**Objective 1**
According to the translation note, how does Good News Translation render the two parallel lines about licking the dust?

**Passage provided**
►

The description of the heathen nations’ reaction to the Lord’s miracles continues, and again symbolic actions are used. The first two lines of Revised Standard Version, “they shall lick the dust like a serpent, like the crawling things of the earth,” are two parallel lines expressing a single idea. Good News Translation unites them into a single clause, They will crawl in the dust like snakes. This picture is meant to show the humiliation of the nations, and if this meaning will not be clear, it should be made explicit. One way to express this may be “They will lie with their faces in the dust (like snakes) to show that they are weak and unimportant people.”

◄

**Dataset rows**

►

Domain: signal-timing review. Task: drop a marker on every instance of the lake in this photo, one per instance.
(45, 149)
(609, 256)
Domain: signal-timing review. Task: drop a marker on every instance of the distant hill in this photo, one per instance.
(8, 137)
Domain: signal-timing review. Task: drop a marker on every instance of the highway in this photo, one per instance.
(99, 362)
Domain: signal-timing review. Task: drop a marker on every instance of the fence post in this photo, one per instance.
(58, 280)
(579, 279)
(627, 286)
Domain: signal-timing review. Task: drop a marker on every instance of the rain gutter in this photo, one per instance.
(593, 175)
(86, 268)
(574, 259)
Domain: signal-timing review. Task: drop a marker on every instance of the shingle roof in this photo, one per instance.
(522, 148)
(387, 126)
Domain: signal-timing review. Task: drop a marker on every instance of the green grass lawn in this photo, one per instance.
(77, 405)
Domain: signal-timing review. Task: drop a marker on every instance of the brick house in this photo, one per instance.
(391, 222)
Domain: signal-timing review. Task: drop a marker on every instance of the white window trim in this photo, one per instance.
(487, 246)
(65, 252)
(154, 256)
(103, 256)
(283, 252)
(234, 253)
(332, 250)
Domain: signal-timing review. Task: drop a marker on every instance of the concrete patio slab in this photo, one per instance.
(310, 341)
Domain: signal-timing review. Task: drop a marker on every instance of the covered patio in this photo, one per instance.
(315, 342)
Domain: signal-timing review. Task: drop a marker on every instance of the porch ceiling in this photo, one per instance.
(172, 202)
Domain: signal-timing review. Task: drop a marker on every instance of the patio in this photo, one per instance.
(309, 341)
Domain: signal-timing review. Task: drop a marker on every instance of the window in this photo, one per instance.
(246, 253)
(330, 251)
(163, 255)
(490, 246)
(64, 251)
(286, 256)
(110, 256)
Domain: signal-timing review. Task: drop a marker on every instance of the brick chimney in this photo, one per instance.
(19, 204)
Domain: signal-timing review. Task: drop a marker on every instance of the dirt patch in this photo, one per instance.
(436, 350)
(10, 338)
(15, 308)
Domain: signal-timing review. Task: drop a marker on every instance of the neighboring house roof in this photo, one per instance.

◄

**Objective 2**
Copy the records from the line containing "lawn in this photo, one per instance." through the end of the records, swapping "patio" for "deck" and keeping all else unchanged.

**Exercise result 1**
They will crawl in the dust like snakes.

**Exercise result 2**
Domain: signal-timing review. Task: drop a marker on every instance of the green grass lawn in this photo, one per instance.
(77, 405)
Domain: signal-timing review. Task: drop a marker on every instance of the brick house in this photo, one per instance.
(391, 222)
Domain: signal-timing review. Task: drop a marker on every instance of the white window trim in this photo, one per instance.
(487, 246)
(65, 252)
(154, 256)
(103, 256)
(283, 252)
(234, 253)
(332, 250)
Domain: signal-timing review. Task: drop a marker on every instance of the concrete deck slab in this photo, one per instance.
(310, 341)
Domain: signal-timing review. Task: drop a marker on every instance of the covered deck in this photo, one per instance.
(315, 342)
Domain: signal-timing review. Task: drop a marker on every instance of the porch ceiling in this photo, one per instance.
(172, 202)
Domain: signal-timing review. Task: drop a marker on every instance of the deck in this photo, one per instance.
(309, 341)
Domain: signal-timing review. Task: drop a marker on every instance of the window in this photo, one per instance.
(246, 253)
(330, 251)
(163, 255)
(490, 246)
(64, 251)
(286, 256)
(110, 256)
Domain: signal-timing review. Task: drop a marker on every instance of the brick chimney in this photo, one per instance.
(19, 204)
Domain: signal-timing review. Task: drop a marker on every instance of the dirt patch in this photo, one per instance.
(436, 350)
(10, 338)
(15, 308)
Domain: signal-timing review. Task: drop a marker on every instance of the neighboring house roof in this photo, one per instance.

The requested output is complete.